- _Directives_
• a. Duplicate, word for word, the part of the passage on Sage-grouse core areas starting with "Business interests also" and going on through "Aaron Clark said.".
• b. Using the passage on Sage-grouse core areas, mark each statement yes or no and quote the deciding words: (i) Most natural gas development lies in Sage-grouse habitat. (ii) Most of the coal in the Sage-grouse's range is labeled "core." (iii) John Emmerich is Deputy Director of Wyoming Game and Fish.
• c. Take the passage on Sage-grouse core areas further, picking up right after its final sentence.

- _Extract to read_
Business interests also played a part. Leks—critical breeding grounds where male sage-grouse put on an elaborate courting display to attract females—in oil and gas development areas were largely excluded from what the state calls “core areas.”

“The Sage-grouse implementation team did a very good job in carving the core areas out, away from the oil and gas wells that are around the state,” Aaron Clark said.

While 83 percent of natural gas development is in Sage-grouse habitat, only 2 percent is included in the implementation team’s core areas. Eight-seven percent of coal is in the Sage-grouse’s range, only 4 percent is labeled “core.”

John Emmerich, Deputy Director of Wyoming Game and Fish, explained the reasoning behind the “carving out.”

“We had high densities of Sage-grouse there in the late ’90s and the early 2000s, but that’s about the same time real intensive development kicked off in these areas,” he said, pointing to a map of “core areas” skirting Wyoming’s busiest natural gas fields. “And we have been documenting some pretty significant declines.”

Because Sage-grouse are not expected to continue to occupy those areas for the next several decades while natural gas extraction continues. To make up for this loss, other pieces of Sage-grouse habitat– with lower bird densities—were designated as “core” instead.

- _Items_
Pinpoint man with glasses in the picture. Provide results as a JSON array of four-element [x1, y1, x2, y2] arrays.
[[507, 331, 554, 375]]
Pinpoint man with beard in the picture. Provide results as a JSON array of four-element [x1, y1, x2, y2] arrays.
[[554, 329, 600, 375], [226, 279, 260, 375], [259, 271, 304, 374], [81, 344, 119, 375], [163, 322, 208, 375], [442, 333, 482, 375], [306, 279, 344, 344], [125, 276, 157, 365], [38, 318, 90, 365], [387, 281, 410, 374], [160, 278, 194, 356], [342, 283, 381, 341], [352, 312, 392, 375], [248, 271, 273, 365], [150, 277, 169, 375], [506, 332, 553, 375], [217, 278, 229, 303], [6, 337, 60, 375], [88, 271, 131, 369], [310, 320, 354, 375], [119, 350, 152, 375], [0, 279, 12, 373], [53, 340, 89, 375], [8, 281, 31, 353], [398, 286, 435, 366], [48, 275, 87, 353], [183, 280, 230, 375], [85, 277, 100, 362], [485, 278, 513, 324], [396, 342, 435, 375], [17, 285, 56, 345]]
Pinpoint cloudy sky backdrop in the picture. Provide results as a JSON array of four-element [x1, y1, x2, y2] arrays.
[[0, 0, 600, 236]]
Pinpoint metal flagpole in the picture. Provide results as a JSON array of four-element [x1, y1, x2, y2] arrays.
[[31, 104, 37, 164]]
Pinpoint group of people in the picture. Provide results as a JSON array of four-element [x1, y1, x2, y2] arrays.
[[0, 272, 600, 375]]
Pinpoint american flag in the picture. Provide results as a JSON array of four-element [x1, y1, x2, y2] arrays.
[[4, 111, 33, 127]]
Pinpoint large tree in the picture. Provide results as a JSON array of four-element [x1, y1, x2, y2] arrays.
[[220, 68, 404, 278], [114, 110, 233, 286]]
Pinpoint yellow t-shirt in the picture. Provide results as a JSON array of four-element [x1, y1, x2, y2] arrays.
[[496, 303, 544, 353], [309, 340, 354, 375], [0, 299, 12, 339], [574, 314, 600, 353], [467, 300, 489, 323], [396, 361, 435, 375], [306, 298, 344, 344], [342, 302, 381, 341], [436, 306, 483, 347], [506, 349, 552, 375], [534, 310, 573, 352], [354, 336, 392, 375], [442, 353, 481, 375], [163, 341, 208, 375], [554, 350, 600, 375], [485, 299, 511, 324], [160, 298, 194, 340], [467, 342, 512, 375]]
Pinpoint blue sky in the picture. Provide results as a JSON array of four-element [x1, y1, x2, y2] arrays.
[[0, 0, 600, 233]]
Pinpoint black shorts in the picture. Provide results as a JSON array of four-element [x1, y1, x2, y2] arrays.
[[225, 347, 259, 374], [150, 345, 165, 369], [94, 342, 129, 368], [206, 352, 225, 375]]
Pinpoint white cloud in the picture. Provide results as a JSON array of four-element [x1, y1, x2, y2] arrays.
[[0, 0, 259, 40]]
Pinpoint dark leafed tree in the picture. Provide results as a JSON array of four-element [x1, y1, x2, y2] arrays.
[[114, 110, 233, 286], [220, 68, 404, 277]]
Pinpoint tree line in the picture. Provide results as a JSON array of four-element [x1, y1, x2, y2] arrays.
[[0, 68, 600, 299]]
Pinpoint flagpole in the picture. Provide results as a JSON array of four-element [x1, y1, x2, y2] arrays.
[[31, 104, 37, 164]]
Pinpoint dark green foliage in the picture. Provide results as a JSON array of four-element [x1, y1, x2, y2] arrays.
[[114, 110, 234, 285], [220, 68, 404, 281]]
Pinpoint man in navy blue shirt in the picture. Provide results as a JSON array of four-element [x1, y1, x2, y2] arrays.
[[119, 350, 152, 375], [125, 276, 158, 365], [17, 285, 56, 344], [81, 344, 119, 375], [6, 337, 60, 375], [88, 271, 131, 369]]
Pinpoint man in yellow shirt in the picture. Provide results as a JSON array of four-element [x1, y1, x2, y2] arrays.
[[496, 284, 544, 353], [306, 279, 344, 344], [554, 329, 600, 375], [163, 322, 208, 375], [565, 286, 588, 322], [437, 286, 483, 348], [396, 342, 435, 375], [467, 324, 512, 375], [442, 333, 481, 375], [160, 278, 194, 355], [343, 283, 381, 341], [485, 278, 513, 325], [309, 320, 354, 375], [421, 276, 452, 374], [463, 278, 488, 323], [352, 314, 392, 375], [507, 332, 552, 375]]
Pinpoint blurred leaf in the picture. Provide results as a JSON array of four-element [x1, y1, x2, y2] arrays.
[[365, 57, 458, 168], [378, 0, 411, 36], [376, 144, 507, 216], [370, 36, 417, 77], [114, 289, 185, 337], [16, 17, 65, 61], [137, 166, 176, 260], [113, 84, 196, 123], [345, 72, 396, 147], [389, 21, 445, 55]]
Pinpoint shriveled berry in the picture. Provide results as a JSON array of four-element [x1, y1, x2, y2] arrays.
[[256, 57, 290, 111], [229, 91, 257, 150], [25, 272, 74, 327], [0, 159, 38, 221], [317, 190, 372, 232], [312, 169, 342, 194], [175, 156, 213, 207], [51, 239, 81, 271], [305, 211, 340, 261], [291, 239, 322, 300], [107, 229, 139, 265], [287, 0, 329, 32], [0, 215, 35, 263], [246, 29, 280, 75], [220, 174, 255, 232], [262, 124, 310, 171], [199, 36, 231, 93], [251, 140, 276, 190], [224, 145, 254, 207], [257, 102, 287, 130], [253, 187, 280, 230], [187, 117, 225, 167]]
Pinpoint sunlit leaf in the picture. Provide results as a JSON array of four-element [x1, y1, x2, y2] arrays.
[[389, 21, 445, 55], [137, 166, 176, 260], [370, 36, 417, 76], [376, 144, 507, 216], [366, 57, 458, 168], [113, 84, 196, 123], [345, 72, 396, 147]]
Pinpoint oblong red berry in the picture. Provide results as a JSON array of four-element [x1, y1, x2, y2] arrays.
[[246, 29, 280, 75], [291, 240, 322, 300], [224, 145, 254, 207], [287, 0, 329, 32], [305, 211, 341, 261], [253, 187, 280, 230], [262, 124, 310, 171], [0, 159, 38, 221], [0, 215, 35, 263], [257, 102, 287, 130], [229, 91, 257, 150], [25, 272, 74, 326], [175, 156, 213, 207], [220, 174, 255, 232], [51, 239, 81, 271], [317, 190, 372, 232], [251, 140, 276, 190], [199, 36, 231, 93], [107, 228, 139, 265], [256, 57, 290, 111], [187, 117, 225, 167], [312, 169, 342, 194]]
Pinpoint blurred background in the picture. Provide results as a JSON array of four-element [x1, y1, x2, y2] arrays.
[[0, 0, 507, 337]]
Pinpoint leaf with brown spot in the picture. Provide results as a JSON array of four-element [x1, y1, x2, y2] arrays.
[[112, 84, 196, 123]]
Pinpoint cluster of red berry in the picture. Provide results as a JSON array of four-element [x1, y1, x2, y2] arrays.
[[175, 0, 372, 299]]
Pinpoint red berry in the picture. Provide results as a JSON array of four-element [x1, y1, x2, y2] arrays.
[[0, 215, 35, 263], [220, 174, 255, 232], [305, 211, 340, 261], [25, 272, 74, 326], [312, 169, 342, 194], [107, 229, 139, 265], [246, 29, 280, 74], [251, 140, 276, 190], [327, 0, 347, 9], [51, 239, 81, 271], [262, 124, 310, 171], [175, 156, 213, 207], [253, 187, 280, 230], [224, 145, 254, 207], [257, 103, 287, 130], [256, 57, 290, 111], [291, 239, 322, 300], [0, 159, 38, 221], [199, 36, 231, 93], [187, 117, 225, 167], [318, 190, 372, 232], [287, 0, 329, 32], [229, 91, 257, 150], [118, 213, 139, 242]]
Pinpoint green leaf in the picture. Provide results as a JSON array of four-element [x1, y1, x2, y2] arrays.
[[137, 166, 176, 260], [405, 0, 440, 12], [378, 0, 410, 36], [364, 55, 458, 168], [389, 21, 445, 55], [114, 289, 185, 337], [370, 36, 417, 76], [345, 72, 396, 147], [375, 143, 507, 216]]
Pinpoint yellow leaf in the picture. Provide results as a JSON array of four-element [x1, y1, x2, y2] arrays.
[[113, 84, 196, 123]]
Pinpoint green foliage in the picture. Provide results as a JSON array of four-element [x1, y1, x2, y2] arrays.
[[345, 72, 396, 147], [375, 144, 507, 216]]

- _Final answers_
• a.
Business interests also played a part. Leks—critical breeding grounds where male sage-grouse put on an elaborate courting display to attract females—in oil and gas development areas were largely excluded from what the state calls “core areas.”

“The Sage-grouse implementation team did a very good job in carving the core areas out, away from the oil and gas wells that are around the state,” Aaron Clark said.

• b.
(i) Yes: "83 percent of natural gas development is in Sage-grouse habitat"
(ii) No: "only 4 percent is labeled “core.”"
(iii) Yes: "John Emmerich, Deputy Director of Wyoming Game and Fish"

• c.
Implementing the core area concept is a question of the limits of state regulatory power. According to Pat Deibert from the Wyoming Ecological Services Office, the conservation rules for the core areas are “not truly regulatory at this point, but they’re going that direction.”

Game and Fish published recommendations for Sage-grouse management in Wyoming, but state agencies can apply their recommendations only on state-owned land. State-owned sage-grouse “core areas” make up about 330,000 acres — or 1 percent– out of the 32 million acres of sagebrush in the state. The state’s recommendations include limiting oil and gas development to one well-pad per square mile; putting transmission lines at least half a mile from active Sage-grouse leks; and generally maintaining a six-tenths of a mile buffer between development and occupied Sage-grouse habitat.

“That’s not a big enough buffer, according to the science,” said Molvar of the Biodiversity Conservation Alliance. “The science says if there is a producing gas well pad within 1.9 miles of the lek, there is going to be a decline and that decline is going to be significant. … That’s from producing wells. The distance for drilling is three miles.”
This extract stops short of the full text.